-- START OF DATA FOR THIS TASK --

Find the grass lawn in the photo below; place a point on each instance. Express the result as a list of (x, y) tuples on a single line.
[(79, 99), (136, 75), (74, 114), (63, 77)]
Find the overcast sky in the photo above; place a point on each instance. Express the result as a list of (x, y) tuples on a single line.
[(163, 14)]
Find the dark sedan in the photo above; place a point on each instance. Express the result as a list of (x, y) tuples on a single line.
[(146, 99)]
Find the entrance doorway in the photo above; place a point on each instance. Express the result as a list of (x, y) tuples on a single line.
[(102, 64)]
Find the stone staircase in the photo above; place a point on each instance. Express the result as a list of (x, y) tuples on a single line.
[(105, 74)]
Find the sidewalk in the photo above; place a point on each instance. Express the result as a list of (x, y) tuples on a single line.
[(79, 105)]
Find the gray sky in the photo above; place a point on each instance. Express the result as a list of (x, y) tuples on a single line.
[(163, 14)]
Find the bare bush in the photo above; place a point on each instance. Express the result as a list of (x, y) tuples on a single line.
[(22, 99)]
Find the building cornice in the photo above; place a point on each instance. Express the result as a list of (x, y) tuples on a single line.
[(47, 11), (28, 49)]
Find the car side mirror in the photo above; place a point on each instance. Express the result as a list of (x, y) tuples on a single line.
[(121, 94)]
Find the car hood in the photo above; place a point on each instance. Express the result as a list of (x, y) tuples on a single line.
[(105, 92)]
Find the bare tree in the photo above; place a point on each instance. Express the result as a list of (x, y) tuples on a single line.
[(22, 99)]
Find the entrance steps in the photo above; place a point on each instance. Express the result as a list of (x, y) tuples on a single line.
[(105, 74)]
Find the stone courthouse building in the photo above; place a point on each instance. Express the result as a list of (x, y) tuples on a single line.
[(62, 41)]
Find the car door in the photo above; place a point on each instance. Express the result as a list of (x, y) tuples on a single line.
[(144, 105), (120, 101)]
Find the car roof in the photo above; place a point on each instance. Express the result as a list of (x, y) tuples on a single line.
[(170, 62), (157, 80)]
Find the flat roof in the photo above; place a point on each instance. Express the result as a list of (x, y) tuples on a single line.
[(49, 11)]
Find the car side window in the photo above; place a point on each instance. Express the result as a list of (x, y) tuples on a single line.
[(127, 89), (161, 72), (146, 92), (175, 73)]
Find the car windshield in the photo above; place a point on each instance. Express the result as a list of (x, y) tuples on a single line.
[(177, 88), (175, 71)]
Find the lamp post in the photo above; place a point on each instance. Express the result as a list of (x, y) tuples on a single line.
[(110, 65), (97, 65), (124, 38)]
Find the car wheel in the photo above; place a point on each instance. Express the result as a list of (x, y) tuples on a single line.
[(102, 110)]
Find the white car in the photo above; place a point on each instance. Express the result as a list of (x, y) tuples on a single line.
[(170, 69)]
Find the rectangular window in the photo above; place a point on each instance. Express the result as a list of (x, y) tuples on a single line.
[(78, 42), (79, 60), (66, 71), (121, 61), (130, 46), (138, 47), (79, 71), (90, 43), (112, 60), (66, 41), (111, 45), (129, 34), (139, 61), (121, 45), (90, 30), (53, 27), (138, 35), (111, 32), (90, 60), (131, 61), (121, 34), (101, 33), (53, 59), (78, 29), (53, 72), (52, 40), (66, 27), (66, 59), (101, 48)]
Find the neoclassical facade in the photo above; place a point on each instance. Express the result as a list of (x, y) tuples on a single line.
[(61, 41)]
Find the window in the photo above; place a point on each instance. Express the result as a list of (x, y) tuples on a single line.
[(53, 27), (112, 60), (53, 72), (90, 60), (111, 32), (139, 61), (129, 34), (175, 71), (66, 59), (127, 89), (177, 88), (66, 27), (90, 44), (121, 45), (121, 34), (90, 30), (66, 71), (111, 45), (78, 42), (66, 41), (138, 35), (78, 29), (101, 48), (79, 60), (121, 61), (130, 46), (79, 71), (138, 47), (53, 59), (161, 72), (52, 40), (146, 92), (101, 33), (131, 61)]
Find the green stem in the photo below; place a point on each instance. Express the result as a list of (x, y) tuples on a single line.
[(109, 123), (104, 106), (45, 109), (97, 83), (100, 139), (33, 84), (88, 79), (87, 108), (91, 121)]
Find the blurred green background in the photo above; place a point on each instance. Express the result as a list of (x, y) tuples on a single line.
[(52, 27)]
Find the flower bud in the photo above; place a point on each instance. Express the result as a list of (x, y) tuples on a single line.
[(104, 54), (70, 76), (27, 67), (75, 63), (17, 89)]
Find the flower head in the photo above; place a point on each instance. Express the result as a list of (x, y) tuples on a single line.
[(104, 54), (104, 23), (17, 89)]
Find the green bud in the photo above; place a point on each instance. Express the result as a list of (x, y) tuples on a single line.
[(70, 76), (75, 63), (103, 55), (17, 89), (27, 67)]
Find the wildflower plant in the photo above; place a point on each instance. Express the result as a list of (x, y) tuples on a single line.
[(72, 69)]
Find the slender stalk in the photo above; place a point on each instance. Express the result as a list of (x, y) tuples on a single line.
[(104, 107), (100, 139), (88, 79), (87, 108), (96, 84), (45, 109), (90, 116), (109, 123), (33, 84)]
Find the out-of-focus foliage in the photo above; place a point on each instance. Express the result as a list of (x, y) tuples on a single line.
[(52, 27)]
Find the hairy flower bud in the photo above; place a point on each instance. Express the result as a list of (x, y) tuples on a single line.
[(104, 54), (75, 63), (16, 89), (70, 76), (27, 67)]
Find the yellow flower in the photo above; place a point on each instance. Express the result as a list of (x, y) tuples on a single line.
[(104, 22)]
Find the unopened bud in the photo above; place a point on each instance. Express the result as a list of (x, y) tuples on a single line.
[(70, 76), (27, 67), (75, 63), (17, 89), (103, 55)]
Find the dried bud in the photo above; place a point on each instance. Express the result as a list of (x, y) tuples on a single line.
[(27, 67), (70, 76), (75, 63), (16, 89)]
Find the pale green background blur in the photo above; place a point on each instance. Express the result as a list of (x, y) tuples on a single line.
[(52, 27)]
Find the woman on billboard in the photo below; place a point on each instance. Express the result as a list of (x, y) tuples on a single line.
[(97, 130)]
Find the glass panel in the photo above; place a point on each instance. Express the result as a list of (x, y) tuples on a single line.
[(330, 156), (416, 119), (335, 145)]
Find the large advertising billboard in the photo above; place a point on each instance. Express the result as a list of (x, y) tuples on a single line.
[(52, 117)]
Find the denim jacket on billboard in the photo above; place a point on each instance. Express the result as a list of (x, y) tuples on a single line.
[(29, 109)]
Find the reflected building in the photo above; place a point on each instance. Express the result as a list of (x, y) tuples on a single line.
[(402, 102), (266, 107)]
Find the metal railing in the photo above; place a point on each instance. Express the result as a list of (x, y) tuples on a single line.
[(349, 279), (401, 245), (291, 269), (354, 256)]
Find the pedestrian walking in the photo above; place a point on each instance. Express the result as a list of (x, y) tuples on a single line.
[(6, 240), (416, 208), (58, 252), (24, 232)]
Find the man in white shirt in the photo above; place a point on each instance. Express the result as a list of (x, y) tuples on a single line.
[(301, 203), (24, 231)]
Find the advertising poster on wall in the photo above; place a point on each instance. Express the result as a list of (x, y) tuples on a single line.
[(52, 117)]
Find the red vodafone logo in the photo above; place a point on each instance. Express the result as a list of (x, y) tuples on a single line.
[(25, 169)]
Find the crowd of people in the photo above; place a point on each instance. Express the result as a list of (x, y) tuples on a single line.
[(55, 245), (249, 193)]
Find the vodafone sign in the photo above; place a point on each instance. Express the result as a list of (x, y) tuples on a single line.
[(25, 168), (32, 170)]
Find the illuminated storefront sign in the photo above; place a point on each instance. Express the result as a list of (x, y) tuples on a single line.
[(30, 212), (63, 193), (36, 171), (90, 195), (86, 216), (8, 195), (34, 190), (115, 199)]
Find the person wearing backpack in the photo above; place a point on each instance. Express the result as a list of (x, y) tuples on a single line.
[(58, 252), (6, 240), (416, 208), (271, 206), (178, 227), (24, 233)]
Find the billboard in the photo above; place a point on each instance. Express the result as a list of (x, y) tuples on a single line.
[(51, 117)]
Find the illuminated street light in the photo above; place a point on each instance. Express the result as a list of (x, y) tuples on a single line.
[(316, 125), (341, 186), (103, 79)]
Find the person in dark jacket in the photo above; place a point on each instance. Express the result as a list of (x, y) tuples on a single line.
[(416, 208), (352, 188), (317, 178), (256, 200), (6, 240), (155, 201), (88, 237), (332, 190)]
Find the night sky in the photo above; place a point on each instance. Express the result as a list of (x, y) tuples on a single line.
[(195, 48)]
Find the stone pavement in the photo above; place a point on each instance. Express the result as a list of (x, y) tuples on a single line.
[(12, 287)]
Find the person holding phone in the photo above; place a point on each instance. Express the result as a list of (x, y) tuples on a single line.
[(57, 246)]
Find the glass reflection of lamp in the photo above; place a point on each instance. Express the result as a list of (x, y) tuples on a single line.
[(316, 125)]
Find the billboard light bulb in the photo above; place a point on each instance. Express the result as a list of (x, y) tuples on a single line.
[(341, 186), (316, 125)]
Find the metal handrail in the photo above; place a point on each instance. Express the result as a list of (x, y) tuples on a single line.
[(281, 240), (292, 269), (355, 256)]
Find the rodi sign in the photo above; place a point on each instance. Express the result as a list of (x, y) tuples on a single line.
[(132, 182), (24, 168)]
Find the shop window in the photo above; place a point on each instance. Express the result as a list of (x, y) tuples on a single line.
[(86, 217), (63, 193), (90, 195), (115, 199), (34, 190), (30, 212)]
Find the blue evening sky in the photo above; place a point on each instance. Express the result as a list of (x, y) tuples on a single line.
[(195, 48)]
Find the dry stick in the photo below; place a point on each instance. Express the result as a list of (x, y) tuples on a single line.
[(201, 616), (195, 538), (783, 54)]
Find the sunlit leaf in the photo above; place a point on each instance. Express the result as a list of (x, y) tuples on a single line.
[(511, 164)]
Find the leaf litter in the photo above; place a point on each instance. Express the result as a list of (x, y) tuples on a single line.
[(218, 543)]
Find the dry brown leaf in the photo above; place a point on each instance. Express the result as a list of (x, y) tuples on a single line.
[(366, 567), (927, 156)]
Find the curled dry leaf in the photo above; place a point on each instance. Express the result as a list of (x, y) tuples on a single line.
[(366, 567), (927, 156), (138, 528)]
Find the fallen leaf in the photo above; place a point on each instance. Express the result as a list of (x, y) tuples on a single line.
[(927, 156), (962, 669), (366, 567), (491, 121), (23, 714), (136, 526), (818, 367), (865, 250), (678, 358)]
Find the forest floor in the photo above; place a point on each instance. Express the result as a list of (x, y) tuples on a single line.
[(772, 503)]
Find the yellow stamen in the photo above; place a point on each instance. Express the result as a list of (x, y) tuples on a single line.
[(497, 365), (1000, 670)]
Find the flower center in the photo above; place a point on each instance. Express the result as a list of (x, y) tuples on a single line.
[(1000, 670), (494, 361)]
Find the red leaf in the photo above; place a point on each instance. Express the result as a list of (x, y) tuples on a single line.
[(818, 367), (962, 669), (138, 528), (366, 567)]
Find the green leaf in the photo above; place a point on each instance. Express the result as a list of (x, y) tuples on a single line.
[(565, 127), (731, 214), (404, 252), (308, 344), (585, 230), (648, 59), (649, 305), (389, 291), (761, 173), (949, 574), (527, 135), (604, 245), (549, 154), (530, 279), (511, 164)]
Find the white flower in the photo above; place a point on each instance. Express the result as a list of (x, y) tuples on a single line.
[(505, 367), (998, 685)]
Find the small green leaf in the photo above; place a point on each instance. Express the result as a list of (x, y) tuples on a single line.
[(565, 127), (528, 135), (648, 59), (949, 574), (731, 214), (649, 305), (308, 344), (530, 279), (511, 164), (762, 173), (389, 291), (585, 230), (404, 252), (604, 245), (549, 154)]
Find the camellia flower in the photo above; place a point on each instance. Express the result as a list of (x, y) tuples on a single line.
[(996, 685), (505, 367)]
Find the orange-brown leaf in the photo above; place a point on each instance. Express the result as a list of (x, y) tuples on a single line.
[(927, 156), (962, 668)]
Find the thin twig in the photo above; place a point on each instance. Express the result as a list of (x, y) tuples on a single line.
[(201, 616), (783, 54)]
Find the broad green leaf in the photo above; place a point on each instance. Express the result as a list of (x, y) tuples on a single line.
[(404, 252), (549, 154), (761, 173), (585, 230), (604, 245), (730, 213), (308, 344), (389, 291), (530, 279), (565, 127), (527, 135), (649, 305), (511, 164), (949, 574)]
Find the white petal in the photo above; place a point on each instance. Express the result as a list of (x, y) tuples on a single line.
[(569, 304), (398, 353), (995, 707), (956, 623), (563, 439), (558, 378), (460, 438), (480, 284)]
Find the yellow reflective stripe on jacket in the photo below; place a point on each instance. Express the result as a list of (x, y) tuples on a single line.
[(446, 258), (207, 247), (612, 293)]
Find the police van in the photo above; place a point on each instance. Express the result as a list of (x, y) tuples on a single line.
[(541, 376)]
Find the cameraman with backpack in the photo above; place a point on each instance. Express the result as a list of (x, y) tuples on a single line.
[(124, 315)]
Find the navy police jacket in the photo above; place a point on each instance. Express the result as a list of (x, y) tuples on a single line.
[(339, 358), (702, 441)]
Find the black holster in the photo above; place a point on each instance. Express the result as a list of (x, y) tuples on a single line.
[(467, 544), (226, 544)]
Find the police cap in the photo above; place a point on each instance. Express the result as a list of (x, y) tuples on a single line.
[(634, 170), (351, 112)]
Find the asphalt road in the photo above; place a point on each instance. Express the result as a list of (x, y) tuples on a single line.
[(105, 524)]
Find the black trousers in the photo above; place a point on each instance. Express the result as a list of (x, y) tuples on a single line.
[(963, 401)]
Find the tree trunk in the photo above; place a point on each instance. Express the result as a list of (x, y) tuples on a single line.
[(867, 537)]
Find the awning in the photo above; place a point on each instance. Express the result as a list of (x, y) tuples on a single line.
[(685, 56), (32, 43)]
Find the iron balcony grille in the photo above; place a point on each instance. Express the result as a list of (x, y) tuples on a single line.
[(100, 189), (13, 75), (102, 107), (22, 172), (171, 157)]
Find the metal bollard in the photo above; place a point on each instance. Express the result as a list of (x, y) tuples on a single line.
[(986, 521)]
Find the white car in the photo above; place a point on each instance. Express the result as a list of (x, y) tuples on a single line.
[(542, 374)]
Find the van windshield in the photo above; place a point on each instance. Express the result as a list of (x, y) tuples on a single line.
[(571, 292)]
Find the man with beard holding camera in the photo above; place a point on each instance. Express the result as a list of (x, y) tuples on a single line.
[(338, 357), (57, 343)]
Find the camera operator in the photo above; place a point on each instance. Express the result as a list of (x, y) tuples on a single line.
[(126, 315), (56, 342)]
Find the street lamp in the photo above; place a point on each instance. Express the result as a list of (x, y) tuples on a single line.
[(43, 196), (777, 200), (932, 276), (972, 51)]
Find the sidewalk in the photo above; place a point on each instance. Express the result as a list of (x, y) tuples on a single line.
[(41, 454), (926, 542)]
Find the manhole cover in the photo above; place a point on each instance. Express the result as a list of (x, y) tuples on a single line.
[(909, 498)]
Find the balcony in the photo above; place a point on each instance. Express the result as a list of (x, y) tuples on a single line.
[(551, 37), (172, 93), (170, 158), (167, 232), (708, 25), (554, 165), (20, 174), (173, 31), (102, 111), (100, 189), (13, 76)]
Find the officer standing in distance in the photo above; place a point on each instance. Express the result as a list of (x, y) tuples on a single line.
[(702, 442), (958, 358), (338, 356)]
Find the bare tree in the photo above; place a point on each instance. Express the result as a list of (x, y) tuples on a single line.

-- END OF DATA FOR THIS TASK --

[YOUR TASK]:
Starting at the line that contains "Find the blurred" and ending at the line that contains "[(97, 130)]", rewrite the listing with "instance" changed to "occurrence" and everything else left unchanged. Give only those lines.

[TASK RESULT]:
Find the blurred green background in the photo above; place a point on each occurrence. Express the result as a list of (x, y) tuples on a single line.
[(52, 27)]
Find the flower bud in the photo above; place a point on each occurrence. Express the result as a list of (x, y) tuples on a single line.
[(104, 54), (70, 76), (27, 67), (75, 63), (17, 89)]
Find the flower head in the photo above; place a point on each occurrence. Express the result as a list of (x, y) tuples on a single line.
[(104, 54), (104, 23), (17, 89)]
Find the green bud in the photo above; place a point on each occurrence. Express the result as a list of (x, y) tuples on a single line.
[(70, 76), (75, 63), (103, 55), (17, 89), (27, 67)]
Find the wildflower plant in the photo above; place a point on each occurrence. Express the result as a list of (x, y) tuples on a single line.
[(72, 69)]
Find the slender stalk in the photo above; place a point on each occurrence. Express the result as a list of (x, y) tuples on a single line.
[(104, 107), (100, 139), (88, 79), (87, 108), (96, 84), (45, 109), (90, 116), (109, 123), (33, 84)]
Find the out-of-focus foliage in the photo above; place a point on each occurrence. Express the result as a list of (x, y) tuples on a single line.
[(52, 27)]
Find the hairy flower bud in the photo above; place a point on each occurrence. Express the result as a list of (x, y) tuples on a single line.
[(104, 54), (75, 63), (16, 89), (70, 76), (27, 67)]
Find the yellow flower in the photo above; place a point on each occurrence. Express the result as a list of (x, y) tuples on a single line.
[(104, 22)]
Find the unopened bud in the photo above; place a point on each occurrence. Express the result as a list of (x, y) tuples on a single line.
[(70, 76), (27, 67), (75, 63), (17, 89), (103, 55)]
Find the dried bud in the photo above; place a point on each occurrence. Express the result as a list of (x, y) tuples on a single line.
[(27, 67), (70, 76), (75, 63), (16, 89)]
Find the pale green background blur in the photo above; place a point on each occurrence. Express the result as a list of (x, y) tuples on a single line.
[(52, 27)]
Find the woman on billboard in the photo below; place a point on each occurrence. Express the result as a list of (x, y) tuples on a single line.
[(97, 130)]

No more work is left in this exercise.